(SUPPLIED PASSAGE)
They probably took a very deep breath but they said nothing except to

wish me well for the new term.

Chapter 3 First advice about men.

 Chapter 3   First Advice

  If you go to a single sex school, you can reach the age of 18 and

hardly exchange ten words with the opposite sex. I came from a home

where there was no discussion of love, of relationships, of sex - there

was simply no reference to these subjects unless they forced

themselves into view.

   During my Saturday forays into town I had met a young man, over six

feet tall, with long curly hair and a strange poetic way of speaking, called

Wolf. He’d talk to me and let me accompany him to a job interview if he

  was made to attend one by the dole office, although he had no

intention of being chosen for a job. He lived in a large, spare bed-sitter,

And he took me to a ‘spade’ party where black men of all ages were

dancing. He actually took no real interest in me. He held court in the

Wimpey Bar as he cut his matches into two, slicing them lengthways

with a knife, which years later I heard was something men did in prison.

A group of us went into a little room provided to listen to records in a  

shop in town and made requests for various long-playing records all

afternoon until we were asked to leave with the complaint that we came

in every week and never bought anything.

   Wolf was no danger to me, he sort of tolerated me. Danger came from

a man who offered me £5 as I waited for my bus, a boy who jumped off

a scooter to demand attention as I walked home from another bus stop,

and a young man my Father thought so polite because he called Dad

‘Sir’ when he drove me home, but somehow I remained unscathed.

   One day I took Wolf and his friend John home for tea. My Dad was

out. We all sat down with my Mother having ham on plates with  a bit of 

lettuce and tinned peaches after. Then we three young people went up

to my room and sat on the floor to listen to Elgar on the dancette record

player. They didn’t even smoke. When my Dad got home he sent Mum

up. She knocked on the door and told me my Dad said we were to come

down at once. ‘What does he think we’re doing? There’s three of us’, I

said, so innocently unaware  that three people might do anything that

one of them’s Father could object to.

   Afterwards my Mother gave me what were her only ever words of

advice on the subject of men. “He’s good-looking dear [she knew it was

Wolf not the chaperone I liked] but don’t get too fond of him will you, he

hasn’t a job or any money’ That was all, no references to her

experience, to examples in the family, no discussion, no questions, one

remark, never forgotten because it stands out in the sea of nothingness.

(GIVEN PROBLEM 1)
From the memoir excerpt, quote word for word the part that opens with the words containing "Wolf. He’d talk" and closes with "did in prison.".
(GIVEN PROBLEM 2)
Put this sentence from the memoir excerpt into Spanish: "He actually took no real interest in me."

(DATASET EXCERPT)

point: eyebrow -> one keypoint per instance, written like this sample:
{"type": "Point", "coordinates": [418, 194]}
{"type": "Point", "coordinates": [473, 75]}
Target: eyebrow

(EXERCISE RESULT 1)
Wolf. He’d talk to me and let me accompany him to a job interview if he

  was made to attend one by the dole office, although he had no

intention of being chosen for a job. He lived in a large, spare bed-sitter,

And he took me to a ‘spade’ party where black men of all ages were

dancing. He actually took no real interest in me. He held court in the

Wimpey Bar as he cut his matches into two, slicing them lengthways

with a knife, which years later I heard was something men did in prison.

(EXERCISE RESULT 2)
En realidad, no tenía ningún interés verdadero en mí.